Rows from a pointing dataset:
____________

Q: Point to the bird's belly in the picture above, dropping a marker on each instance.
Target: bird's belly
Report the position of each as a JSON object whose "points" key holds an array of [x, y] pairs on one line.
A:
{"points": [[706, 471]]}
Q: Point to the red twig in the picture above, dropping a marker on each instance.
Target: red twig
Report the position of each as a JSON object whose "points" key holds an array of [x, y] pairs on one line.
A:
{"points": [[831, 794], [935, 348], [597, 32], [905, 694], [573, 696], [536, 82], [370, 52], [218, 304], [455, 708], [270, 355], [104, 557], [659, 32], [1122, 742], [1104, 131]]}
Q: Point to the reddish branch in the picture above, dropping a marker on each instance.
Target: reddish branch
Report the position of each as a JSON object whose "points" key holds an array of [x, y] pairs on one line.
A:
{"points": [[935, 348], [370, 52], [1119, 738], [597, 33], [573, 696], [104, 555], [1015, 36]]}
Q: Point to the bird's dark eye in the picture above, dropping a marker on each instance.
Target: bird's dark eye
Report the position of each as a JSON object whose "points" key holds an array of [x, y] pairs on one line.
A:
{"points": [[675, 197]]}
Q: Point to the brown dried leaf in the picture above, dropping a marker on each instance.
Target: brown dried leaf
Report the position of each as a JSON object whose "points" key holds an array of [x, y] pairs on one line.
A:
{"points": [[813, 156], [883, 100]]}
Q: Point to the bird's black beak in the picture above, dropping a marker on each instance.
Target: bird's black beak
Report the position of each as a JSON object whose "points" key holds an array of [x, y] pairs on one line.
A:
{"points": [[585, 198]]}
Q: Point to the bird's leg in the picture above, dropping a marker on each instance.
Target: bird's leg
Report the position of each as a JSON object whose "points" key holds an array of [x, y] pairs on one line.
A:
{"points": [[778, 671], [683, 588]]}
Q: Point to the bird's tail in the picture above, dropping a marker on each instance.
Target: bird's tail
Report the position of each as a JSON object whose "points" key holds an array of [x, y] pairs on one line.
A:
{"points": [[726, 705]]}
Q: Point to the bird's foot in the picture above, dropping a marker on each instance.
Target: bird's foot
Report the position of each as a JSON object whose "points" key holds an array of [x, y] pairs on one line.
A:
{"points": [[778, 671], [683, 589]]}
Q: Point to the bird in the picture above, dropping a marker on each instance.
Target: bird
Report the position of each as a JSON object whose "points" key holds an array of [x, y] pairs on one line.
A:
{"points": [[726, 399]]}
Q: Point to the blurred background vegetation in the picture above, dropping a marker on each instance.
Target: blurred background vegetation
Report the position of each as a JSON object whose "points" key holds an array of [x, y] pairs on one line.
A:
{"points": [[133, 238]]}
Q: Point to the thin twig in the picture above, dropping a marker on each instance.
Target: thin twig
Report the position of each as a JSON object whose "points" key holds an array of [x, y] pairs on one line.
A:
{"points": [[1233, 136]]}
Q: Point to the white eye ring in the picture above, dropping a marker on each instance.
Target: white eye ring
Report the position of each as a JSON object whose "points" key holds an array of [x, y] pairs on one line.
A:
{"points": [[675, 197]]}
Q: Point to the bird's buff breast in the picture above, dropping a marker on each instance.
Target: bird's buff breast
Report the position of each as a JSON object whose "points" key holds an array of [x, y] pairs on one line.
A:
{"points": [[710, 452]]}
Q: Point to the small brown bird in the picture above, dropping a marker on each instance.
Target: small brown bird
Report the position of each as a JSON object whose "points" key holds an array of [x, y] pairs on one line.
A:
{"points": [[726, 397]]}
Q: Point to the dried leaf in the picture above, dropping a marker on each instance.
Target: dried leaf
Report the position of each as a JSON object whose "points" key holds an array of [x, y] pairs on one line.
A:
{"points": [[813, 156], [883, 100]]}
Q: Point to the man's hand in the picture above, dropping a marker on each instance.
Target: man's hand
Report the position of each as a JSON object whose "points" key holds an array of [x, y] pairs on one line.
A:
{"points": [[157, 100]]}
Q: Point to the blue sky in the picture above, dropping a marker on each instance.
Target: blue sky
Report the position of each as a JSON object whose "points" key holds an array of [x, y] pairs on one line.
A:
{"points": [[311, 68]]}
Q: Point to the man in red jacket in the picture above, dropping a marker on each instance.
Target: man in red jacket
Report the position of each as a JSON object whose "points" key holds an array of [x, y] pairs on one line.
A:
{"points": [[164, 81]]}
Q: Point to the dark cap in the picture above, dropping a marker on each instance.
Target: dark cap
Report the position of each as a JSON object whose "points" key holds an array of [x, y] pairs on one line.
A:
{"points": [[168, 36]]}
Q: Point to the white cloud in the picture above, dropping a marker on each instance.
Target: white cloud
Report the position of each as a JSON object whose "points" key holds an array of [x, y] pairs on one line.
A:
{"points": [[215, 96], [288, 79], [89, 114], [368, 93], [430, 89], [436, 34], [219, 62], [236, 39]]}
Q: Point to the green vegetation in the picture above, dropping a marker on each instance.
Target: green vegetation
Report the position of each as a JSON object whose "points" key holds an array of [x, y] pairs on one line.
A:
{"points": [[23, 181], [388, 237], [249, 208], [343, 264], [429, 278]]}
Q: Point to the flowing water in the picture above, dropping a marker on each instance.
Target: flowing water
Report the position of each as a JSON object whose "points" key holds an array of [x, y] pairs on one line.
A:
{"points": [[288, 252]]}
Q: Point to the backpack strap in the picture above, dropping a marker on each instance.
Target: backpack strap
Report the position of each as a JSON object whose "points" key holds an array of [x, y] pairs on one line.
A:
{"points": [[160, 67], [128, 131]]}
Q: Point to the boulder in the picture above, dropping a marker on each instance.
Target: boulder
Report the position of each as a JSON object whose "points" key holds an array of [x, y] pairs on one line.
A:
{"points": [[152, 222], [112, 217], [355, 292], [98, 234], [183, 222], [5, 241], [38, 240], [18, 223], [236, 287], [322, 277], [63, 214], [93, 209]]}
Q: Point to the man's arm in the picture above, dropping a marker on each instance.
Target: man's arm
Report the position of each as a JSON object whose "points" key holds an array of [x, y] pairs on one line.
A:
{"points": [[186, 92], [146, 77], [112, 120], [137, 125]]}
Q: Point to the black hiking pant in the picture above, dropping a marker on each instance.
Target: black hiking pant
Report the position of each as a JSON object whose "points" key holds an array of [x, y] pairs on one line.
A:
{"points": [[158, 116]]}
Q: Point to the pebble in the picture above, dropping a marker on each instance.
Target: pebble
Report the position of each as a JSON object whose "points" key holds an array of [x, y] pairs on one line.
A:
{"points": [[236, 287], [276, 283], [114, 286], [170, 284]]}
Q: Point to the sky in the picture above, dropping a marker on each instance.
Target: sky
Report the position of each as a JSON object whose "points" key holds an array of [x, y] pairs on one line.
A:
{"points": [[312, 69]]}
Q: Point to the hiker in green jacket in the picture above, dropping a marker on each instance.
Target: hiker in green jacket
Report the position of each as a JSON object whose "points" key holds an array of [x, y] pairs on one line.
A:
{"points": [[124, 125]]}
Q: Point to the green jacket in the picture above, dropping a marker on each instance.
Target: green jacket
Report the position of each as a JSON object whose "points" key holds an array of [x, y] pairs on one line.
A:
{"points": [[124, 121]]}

____________

== Task directions ==
Hand back the material above in full, exactly as written.

== Solution ==
Q: Point to the bird's belly in the picture above, dropping a marker on each instance.
Target: bird's belly
Report the position of each as a JSON object whose "points" key holds an array of [x, y] pairs on one line.
A:
{"points": [[706, 471]]}
Q: Point to the red twig in the picture above, dropping a marker on each instance.
Target: red twig
Report the position of each as a JSON object whose "points" key holds an array of [x, y] pairs on one line.
A:
{"points": [[831, 794], [935, 348], [597, 32], [905, 694], [573, 696], [536, 82], [370, 52], [218, 304], [455, 708], [270, 355], [104, 557], [659, 32], [1122, 742], [1104, 131]]}
Q: Point to the reddish branch in the picture above, dropping a marker on each instance.
Target: reddish branch
Report the position of each as a JSON object whose "points" key holds an array of [x, y] pairs on one line.
A:
{"points": [[935, 348], [370, 52], [1119, 738], [597, 33], [573, 696], [104, 555], [1015, 36]]}
Q: Point to the bird's dark eye in the picture above, dropping a marker on each instance.
Target: bird's dark eye
Report the position of each as a JSON object whose "points" key holds an array of [x, y] pairs on one line.
A:
{"points": [[675, 197]]}
Q: Point to the brown dried leaf in the picture above, dropping a marker on each instance.
Target: brown dried leaf
Report the position of each as a JSON object whose "points" key holds an array of [x, y] pairs on one line.
A:
{"points": [[813, 156], [883, 100]]}
Q: Point to the bird's black beak in the picture above, dropping a marker on each instance.
Target: bird's black beak
Report the position of each as a JSON object whose "points" key holds an array of [x, y] pairs on one line.
A:
{"points": [[585, 198]]}
Q: Point to the bird's leg in the picture above, dropping a marker on each instance.
Target: bird's leg
Report the position of each as a JSON object whose "points" key holds an array of [x, y] pairs on one line.
A:
{"points": [[778, 671], [683, 588]]}
Q: Point to the bird's tail in the picture above, dropping a marker on each instance.
Target: bird's tail
Report the position of each as a JSON object whose "points" key holds an array of [x, y] pairs on one line.
A:
{"points": [[726, 705]]}
Q: Point to the bird's foot in the picture above, dropping a marker on each instance.
Target: bird's foot
Report the position of each as a JSON object whose "points" key holds an array of [x, y] pairs on one line.
A:
{"points": [[778, 671], [683, 589]]}
Q: Point to the bird in the picture above, dropping a marker on each instance.
Target: bird
Report the position of each as a JSON object whose "points" key holds an array of [x, y] pairs on one line.
A:
{"points": [[726, 399]]}
Q: Point to the blurred background vegetation in the picture above, dropping a marker on each instance.
Target: blurred background vegetation
Report the position of each as a JSON object whose "points" key holds an array of [x, y] pairs on one line.
A:
{"points": [[133, 238]]}
Q: Point to the thin twig in the picture above, dropping a marker on each instance.
Target: thin twig
Report the position of each as a JSON object whose "points" key holds an array of [x, y] pairs on one line.
A:
{"points": [[1233, 136]]}
Q: Point to the white eye ring in the picture above, dropping a marker on each instance.
Target: white eye ring
Report the position of each as a JSON object whose "points" key holds an array of [x, y] pairs on one line.
A:
{"points": [[675, 197]]}
Q: Point to the bird's buff breast in the picture above, dropping a marker on each instance.
Target: bird's buff breast
Report the position of each as a JSON object whose "points" key holds an array of [x, y] pairs on one line.
A:
{"points": [[710, 452]]}
Q: Point to the small brown bird in the picture above, dropping a marker on each instance.
Target: small brown bird
Report the position of each as a JSON object whose "points" key holds an array of [x, y] pairs on one line.
A:
{"points": [[726, 397]]}
Q: Point to the dried leaf in the picture above, dropping a marker on each instance.
Target: dried leaf
Report the position of each as a JSON object whose "points" key holds an array of [x, y] pairs on one line.
A:
{"points": [[813, 156], [883, 100]]}
Q: Point to the man's hand in the picture above, dropping a marker on each instance.
Target: man's hand
Report the position of each as a JSON object whose "points" key holds an array of [x, y] pairs on one line.
A:
{"points": [[157, 100]]}
Q: Point to the blue sky in the picture above, dropping a marker on each instance.
Target: blue sky
Report the position of each as a JSON object whose "points" key holds an array of [x, y] pairs on one line.
A:
{"points": [[311, 68]]}
Q: Point to the man in red jacket in the picture above, dropping a marker on each instance.
Target: man in red jacket
Report the position of each as a JSON object whose "points" key holds an array of [x, y] pairs on one line.
A:
{"points": [[164, 81]]}
Q: Point to the dark cap in the picture above, dropping a marker on each instance.
Target: dark cap
Report the position of each as a JSON object whose "points" key holds an array of [x, y] pairs on one line.
A:
{"points": [[168, 36]]}
Q: Point to the white cloud in the picture above, dropping a marker on each instance.
Target: white cloud
Report the position of each as a JSON object whose "points" key holds an array of [x, y] pairs on one line.
A:
{"points": [[215, 96], [288, 79], [89, 114], [368, 93], [430, 89], [436, 34], [219, 62], [236, 39]]}
Q: Point to the green vegetation in the picture above, dropping a marker on each instance.
Target: green vegetation
Report the position of each as a JSON object whose "points" key holds an array of [x, y] pairs on one line.
A:
{"points": [[23, 181], [388, 237], [249, 208], [343, 264], [429, 278]]}
Q: Point to the flowing water in the picture above, dropping a marker on each instance.
Target: flowing water
Report the position of each as a JSON object whose "points" key holds an array of [x, y] pairs on one line.
A:
{"points": [[288, 252]]}
Q: Point to the backpack strap in the picture above, dropping a marker on each instance.
Target: backpack strap
Report the position of each as a JSON object whose "points" key holds an array of [x, y] pairs on one line.
A:
{"points": [[160, 67], [128, 131]]}
Q: Point to the boulder in the picture above, dropping a marker on each instance.
Target: boulder
Report the position of each as a JSON object whose "points" key holds an array of [x, y] pairs on one line.
A:
{"points": [[152, 222], [112, 217], [355, 292], [98, 234], [183, 222], [5, 241], [38, 240], [18, 223], [236, 287], [322, 277], [63, 214], [93, 209]]}
Q: Point to the man's arm in the picture above, dropping a marker on each instance.
Target: man's arm
Report the position of each as a JSON object whose "points" key holds an array of [x, y] pairs on one line.
A:
{"points": [[186, 92], [146, 77], [112, 120], [137, 125]]}
Q: Point to the black hiking pant in the picture above, dropping a marker on each instance.
Target: black hiking pant
Report the position of each as a JSON object whose "points" key holds an array of [x, y] pairs on one line.
A:
{"points": [[158, 116]]}
Q: Point to the pebble in the picture above, dropping a marker on each instance.
Target: pebble
Report the position of each as a JSON object whose "points" key holds an array of [x, y] pairs on one line.
A:
{"points": [[236, 287], [276, 283], [114, 286], [170, 284]]}
Q: Point to the sky in the picture above, dropping a marker on each instance.
Target: sky
Report the position of each as a JSON object whose "points" key holds an array of [x, y] pairs on one line.
A:
{"points": [[312, 69]]}
Q: Point to the hiker in green jacket in the picture above, dropping a marker on each instance.
Target: hiker in green jacket
Report the position of each as a JSON object whose "points" key holds an array of [x, y] pairs on one line.
A:
{"points": [[124, 125]]}
Q: Point to the green jacket in the picture above, dropping a marker on each instance.
Target: green jacket
Report the position of each as a JSON object whose "points" key holds an array of [x, y] pairs on one line.
A:
{"points": [[124, 121]]}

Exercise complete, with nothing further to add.